SELECTED TEXT:

* * * * * * *

Which enabled him to absorb the power that the Golden Tribe left him. You know, the golden sphere that he tried to compress but couldn't. Lecty than 'summoned' the other 100.000 versions to give him enough strength to do it.




> Bronze Tribe's nest at best are maybe a dozen kilometers in diameter.



Depends, their size varies quite a lot.



> Bellcross was injured by Cereberus and could be percied by Lekti's lances.  Nothing else really caused him to bleed.



Cerberus is a special case. It was already as powerful as Bellcross when it was in it's normal state, the Mental Chaos version packed one hell of a punch.



> Really, this is a terrible match up.  Thor's a Comicbook character.  He has probably dozens of one liners and stand alone feats backing him up across a long and probably inconsistent career.



I don't see why. Bellcross should have quite a good chance.


----------



## Wesley (Nov 10, 2007)

Alucard2997 said:


> Which enabled him to absorb the power that the Golden Tribe left him. You know, the golden sphere that he tried to compress but couldn't. Lecty than 'summoned' the other 100.000 versions to give him enough strength to do it.



And we don't know what any of that meant exactly.  There was no narative like you'd convinently find in, say, a comicbook?  At best we can safely say Bellcross disintergrated after killing Cereberus and opening a gateway to whereever it was the Golden Tribe went.



> Depends, their size varies quite a lot.



This is true, but I never observed any made object approaching the size of the moon in Heroic Age.  A dozen kilometers is the highest observed size of a bronze nest that could be somewhat accurately scaled.



> Cerberus is a special case. It was already as powerful as Bellcross when it was in it's normal state, the Mental Chaos version packed one hell of a punch.



That's the thing, the Nodos tended to do things disproportionately to their size.  Their power can't be accurately demonstrated whenever they were doing things to eachother.  That's what celestial bodies like planets and asteriods and stuff are good for.



> I don't see why. Bellcross should have quite a good chance.



Absolutely not.  Thor is a comicbook character.  One throw away line about "destroying universes" holds more weight and credibility then an entire season of Heroic Age.


----------



## crimsonshade (Jan 8, 2011)

IDK much about Thor but it seems like the fight would go the other way.

Some of these points might seem repetitive but I will reiterate because I like to be as systematic and thorough as I can be.

* * * * * * *

GIVEN INFORMATION:
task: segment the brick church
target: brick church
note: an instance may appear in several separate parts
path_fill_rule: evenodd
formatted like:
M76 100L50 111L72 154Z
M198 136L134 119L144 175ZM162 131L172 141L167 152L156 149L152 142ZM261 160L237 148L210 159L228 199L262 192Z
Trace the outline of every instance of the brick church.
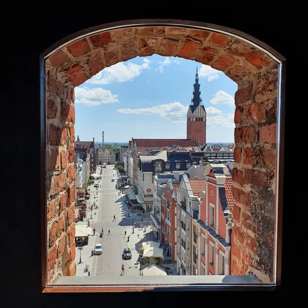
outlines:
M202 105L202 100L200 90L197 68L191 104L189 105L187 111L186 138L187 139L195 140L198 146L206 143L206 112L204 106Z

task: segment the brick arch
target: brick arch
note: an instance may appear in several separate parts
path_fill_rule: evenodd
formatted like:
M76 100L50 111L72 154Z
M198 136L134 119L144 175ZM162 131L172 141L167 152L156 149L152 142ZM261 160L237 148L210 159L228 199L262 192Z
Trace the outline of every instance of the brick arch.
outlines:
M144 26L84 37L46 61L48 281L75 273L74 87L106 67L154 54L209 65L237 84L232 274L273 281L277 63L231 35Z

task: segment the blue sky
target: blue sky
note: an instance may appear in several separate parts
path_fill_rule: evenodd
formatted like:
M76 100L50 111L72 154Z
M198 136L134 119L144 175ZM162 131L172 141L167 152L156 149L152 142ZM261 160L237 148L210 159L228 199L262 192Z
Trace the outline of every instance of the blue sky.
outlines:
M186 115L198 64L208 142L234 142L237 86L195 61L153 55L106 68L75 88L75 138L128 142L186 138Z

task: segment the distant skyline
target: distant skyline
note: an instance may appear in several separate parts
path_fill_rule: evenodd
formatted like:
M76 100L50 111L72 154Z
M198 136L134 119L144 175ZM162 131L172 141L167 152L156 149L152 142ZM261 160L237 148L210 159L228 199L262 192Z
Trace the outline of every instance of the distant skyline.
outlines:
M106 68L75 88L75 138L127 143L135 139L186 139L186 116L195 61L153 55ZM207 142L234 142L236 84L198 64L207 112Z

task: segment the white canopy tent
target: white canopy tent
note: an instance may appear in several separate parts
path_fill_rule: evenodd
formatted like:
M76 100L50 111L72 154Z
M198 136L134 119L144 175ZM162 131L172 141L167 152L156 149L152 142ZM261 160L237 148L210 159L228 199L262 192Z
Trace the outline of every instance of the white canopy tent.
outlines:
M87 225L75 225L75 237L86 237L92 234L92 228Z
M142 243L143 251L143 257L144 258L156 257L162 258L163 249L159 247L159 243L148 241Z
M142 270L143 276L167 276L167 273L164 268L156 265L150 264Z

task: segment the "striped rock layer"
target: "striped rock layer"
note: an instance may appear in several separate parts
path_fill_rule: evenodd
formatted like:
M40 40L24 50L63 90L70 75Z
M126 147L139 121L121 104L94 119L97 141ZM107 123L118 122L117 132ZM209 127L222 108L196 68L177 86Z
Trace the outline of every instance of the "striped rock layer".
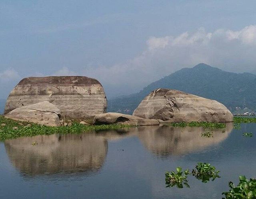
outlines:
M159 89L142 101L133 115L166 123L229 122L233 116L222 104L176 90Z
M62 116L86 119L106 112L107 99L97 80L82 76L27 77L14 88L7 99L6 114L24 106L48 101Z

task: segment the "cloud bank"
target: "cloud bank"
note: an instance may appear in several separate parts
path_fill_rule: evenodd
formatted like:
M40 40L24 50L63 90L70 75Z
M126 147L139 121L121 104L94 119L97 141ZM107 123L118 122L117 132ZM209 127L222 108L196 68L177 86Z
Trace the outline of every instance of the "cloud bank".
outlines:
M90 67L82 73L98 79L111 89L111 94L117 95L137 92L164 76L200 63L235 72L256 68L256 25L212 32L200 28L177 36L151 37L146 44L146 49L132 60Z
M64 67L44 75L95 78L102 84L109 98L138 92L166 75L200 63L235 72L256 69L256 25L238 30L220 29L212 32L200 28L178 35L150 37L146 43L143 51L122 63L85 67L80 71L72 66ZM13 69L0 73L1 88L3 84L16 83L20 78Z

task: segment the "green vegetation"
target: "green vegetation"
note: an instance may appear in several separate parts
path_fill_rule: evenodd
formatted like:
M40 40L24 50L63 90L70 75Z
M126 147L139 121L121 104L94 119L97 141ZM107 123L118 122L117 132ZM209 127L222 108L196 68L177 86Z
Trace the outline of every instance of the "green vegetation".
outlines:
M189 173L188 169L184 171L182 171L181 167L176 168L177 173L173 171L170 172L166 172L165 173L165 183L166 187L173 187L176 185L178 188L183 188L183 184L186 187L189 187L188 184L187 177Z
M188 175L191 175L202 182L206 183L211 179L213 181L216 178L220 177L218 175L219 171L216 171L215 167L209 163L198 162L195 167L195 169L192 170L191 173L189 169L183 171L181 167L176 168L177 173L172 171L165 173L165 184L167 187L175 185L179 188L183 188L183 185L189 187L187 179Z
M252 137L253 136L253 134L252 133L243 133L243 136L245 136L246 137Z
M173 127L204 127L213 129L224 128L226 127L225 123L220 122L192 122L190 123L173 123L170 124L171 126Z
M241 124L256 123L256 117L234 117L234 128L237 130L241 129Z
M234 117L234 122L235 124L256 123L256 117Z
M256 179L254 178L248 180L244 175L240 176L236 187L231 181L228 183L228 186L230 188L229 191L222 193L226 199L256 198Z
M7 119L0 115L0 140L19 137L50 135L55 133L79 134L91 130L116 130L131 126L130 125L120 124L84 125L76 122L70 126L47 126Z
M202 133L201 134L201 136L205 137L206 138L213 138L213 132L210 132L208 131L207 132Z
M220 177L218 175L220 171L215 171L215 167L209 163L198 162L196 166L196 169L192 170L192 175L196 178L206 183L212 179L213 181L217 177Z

* * * * * * *

COMPLETE THE FOLLOWING:
a: In the forum thread, what is the highest observed size of a bronze nest that could be somewhat accurately scaled?
b: Copy word for word the part of the forum thread between "## Wesley (Nov" and "Golden Tribe went.", inclusive.

RESPONSES:
a: A dozen kilometers.

b:
## Wesley (Nov 10, 2007)

Alucard2997 said:


> Which enabled him to absorb the power that the Golden Tribe left him. You know, the golden sphere that he tried to compress but couldn't. Lecty than 'summoned' the other 100.000 versions to give him enough strength to do it.



And we don't know what any of that meant exactly.  There was no narative like you'd convinently find in, say, a comicbook?  At best we can safely say Bellcross disintergrated after killing Cereberus and opening a gateway to whereever it was the Golden Tribe went.